> Document passage
——————————

Thursday, August 22, 2013

Review : Book - The Immortals of Meluha

I had heard a lot about the ‘Shiva Trilogy’ by Amish Tripathi so when I knew I had a 30 hour journey ahead of me ‘The Immortals of Meluha’ was the first thing I laid my hands on. It’s decent size (around 400 pages) ensured that I would have enough to keep me occupied in between the movies, sleep and the flight transfers. But there was another challenge – would it hold my interest long enough for me to consider finishing it?


The book has a nice premise. It treats Siva not as a god but a normal person who over the three part series achieves enough greatness and respect through his actions to be considered a God. How well the author succeeds can only be determined by reading the entire series. The first part though manages somewhat to keep the promise.


The author combines excerpts from Indian history and mythology to weave a story that has Shiva as a tribal Tibetan leader who comes to Meluha as the ‘Neelkanth’ and helps them defeat their archrivals – the Chandravanshis of Swadeep. Although the story flows beautifully it is inundated with historical and mythological inaccuracies in my opinion. The author tries to put forth perhaps what is his vision of a perfect society bereft of the flaws of the caste system but at times it seems so impractical and ridiculous to be believed to be true. But as the author he has what is called creative liberty so we can give him that.

Sometimes the language and the conversations seem to be too modern and out of touch with time that the author has based his story out of. Maybe be it’s a ploy to attract young readers.

The climax is not a climax; it’s rather laid out as a milestone for the next part of the series so that might disappoint some of the readers. The entire book has a nice premise and setting but it’s not executed well enough to fulfill its promise.

I am really surprised how the book sold a million copies. It’s at best mediocre. Good marketing can sell a ‘Chennai Express’ to be a block buster hit and perhaps the same thing applies to this book as well. I read somewhere that the publishers had gone all out on marketing including a pre-release viral video on You Tube. It worked it seems.

Overall it’s a good one time read but am I tempted to order the next part. No though I might consider reading it if there is another long journey on the anvil or if I get one for free.

——————————

> Information shown
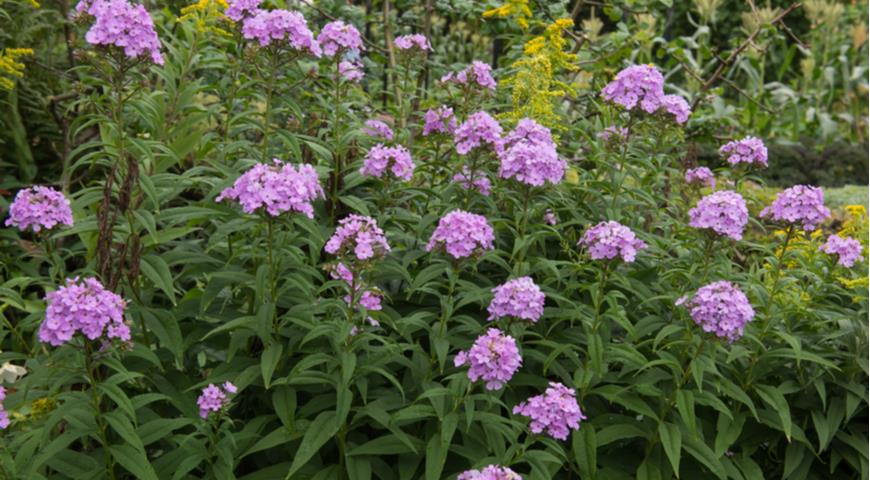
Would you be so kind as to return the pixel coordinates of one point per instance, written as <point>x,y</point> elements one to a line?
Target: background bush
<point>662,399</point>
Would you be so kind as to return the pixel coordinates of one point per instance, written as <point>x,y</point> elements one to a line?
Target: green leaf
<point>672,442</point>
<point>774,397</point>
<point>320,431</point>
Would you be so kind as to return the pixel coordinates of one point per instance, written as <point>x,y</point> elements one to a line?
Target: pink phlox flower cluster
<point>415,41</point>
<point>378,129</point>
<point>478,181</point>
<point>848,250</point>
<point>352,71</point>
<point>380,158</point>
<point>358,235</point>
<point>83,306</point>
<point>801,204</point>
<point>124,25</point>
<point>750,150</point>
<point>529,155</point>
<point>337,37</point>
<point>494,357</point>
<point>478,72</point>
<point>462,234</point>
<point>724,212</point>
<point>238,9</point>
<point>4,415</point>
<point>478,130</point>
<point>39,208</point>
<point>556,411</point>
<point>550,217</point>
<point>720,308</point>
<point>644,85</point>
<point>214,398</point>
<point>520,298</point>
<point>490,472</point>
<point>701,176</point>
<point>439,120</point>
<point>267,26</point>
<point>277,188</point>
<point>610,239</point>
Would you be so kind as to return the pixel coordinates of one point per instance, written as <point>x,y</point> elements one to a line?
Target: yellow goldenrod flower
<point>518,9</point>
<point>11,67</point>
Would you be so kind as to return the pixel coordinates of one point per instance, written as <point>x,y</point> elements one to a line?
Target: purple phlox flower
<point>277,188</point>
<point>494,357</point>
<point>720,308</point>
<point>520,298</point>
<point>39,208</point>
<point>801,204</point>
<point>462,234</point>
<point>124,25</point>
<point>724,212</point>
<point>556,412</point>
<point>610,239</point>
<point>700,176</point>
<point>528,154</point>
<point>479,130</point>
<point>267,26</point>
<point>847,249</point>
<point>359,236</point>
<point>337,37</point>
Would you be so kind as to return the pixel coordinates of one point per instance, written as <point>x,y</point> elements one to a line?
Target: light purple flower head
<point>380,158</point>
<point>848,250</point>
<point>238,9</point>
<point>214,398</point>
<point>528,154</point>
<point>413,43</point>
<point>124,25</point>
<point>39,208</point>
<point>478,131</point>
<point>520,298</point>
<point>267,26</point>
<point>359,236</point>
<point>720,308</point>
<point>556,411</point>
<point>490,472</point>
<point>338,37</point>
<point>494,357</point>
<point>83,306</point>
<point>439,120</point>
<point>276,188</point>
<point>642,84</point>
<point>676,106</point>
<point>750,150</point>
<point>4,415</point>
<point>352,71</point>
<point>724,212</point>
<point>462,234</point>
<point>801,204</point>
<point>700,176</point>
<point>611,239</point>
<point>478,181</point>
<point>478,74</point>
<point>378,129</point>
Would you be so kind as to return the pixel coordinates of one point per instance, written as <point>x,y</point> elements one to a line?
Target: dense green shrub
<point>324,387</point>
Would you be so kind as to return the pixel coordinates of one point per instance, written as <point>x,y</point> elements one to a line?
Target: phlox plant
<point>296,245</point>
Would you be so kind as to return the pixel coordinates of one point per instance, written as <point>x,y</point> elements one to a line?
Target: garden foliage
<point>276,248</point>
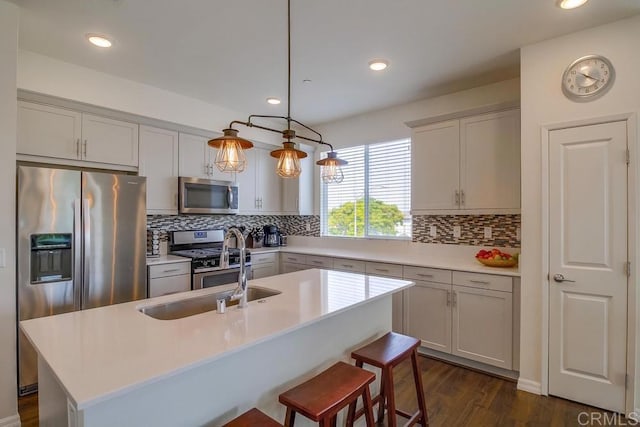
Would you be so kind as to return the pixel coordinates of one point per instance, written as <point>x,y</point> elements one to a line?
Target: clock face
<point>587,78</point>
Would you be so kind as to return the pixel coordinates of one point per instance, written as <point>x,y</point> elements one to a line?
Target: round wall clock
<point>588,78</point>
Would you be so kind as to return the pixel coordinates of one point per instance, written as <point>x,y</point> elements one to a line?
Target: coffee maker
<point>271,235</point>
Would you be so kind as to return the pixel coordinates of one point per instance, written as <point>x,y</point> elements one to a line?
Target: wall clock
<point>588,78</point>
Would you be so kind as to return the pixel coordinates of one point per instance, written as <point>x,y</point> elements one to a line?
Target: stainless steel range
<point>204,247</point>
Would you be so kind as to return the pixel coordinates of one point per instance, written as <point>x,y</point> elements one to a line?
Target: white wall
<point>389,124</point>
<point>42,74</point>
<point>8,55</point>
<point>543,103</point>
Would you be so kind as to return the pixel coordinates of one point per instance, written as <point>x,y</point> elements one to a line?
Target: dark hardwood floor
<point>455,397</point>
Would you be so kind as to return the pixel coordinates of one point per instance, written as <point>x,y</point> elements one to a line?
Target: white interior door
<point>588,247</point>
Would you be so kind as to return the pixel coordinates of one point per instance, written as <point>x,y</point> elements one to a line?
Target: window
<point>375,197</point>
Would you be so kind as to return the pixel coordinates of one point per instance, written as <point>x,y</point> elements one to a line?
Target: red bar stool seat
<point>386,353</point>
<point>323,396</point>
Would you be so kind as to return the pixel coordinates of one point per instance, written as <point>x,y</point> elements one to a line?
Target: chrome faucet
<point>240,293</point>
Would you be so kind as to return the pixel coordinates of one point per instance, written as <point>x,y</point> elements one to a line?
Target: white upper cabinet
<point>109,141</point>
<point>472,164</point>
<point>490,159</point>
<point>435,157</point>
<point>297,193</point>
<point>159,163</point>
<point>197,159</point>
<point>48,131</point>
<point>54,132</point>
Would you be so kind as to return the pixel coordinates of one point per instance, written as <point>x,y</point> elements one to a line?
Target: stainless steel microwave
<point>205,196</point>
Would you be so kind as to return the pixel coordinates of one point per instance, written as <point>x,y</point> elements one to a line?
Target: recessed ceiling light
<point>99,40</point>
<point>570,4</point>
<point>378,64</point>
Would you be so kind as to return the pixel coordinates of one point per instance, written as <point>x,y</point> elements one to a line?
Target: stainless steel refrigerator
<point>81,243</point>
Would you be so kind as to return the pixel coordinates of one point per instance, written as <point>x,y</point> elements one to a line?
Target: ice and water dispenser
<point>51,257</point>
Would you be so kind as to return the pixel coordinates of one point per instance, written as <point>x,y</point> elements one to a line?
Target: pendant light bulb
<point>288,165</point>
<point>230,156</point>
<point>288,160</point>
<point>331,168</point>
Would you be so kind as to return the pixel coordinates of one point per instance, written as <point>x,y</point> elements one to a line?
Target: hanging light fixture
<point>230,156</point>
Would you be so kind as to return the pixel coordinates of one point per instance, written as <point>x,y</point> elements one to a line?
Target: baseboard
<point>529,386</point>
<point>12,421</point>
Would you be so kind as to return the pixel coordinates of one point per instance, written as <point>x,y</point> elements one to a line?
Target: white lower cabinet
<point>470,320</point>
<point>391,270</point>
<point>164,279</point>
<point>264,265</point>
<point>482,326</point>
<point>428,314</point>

——————————

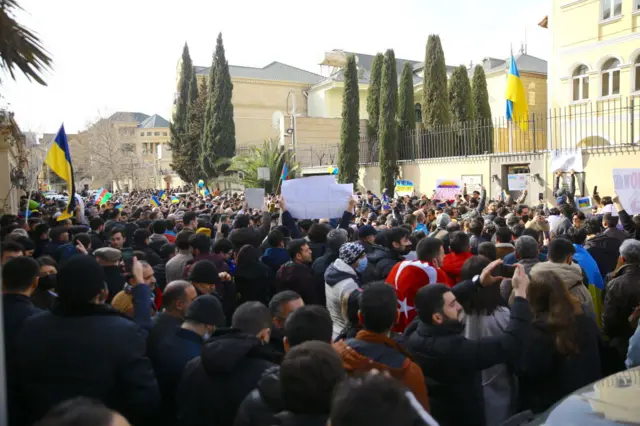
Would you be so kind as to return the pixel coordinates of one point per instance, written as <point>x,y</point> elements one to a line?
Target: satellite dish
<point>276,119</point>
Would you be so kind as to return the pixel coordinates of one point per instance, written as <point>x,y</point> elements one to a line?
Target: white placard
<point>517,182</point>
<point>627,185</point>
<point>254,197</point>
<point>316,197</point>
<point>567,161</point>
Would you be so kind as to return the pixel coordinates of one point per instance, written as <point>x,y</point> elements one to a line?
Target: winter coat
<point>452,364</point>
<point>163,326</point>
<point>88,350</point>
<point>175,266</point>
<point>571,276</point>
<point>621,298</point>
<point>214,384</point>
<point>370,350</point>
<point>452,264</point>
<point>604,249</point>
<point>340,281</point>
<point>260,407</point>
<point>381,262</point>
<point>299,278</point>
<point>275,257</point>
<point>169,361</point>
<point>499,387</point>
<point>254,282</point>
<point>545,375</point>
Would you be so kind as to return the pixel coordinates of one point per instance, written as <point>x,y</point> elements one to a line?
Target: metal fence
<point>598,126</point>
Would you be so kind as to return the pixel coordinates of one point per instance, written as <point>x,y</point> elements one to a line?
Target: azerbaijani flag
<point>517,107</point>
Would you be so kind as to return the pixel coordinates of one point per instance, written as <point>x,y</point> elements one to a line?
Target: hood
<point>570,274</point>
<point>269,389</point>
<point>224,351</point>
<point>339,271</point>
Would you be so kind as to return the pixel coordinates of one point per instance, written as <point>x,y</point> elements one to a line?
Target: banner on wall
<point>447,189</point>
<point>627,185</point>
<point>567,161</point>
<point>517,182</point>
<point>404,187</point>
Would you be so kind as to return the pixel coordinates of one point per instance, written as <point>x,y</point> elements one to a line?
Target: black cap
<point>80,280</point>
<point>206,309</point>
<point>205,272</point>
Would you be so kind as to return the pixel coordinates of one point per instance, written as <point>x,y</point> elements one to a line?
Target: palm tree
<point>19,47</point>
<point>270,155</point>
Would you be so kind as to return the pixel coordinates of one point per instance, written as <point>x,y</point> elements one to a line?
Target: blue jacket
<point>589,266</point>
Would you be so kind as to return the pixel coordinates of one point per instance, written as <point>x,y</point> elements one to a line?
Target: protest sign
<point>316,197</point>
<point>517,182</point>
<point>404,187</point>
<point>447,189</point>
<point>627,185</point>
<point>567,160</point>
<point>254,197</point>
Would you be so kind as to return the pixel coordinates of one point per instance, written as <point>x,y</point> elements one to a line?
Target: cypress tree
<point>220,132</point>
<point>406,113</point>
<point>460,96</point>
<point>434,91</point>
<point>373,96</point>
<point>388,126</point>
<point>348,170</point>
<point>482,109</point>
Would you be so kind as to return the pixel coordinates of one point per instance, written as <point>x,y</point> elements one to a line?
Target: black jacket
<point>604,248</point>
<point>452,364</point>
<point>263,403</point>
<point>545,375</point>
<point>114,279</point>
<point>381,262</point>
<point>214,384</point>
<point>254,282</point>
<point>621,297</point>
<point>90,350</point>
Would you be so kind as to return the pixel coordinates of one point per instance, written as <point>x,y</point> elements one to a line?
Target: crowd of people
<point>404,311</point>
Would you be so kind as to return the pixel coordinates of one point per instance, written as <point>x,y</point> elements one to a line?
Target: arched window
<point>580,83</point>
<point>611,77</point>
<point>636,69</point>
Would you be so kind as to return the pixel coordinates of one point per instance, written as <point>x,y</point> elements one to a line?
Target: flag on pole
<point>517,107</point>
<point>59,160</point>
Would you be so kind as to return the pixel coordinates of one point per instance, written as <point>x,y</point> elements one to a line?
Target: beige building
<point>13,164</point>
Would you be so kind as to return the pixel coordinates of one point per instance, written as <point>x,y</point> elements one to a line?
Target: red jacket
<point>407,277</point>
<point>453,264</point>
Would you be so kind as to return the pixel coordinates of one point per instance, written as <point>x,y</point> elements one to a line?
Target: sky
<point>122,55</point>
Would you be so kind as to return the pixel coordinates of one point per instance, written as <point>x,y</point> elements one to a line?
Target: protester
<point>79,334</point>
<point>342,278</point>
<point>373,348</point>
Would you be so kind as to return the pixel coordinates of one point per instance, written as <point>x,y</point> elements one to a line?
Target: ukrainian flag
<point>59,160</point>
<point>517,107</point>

——————————

> Task description
In the review of The Immortals of Meluha, reproduce the passage that begins at "I had heard" and ends after "keep the promise.".

> Answer space
I had heard a lot about the ‘Shiva Trilogy’ by Amish Tripathi so when I knew I had a 30 hour journey ahead of me ‘The Immortals of Meluha’ was the first thing I laid my hands on. It’s decent size (around 400 pages) ensured that I would have enough to keep me occupied in between the movies, sleep and the flight transfers. But there was another challenge – would it hold my interest long enough for me to consider finishing it?


The book has a nice premise. It treats Siva not as a god but a normal person who over the three part series achieves enough greatness and respect through his actions to be considered a God. How well the author succeeds can only be determined by reading the entire series. The first part though manages somewhat to keep the promise.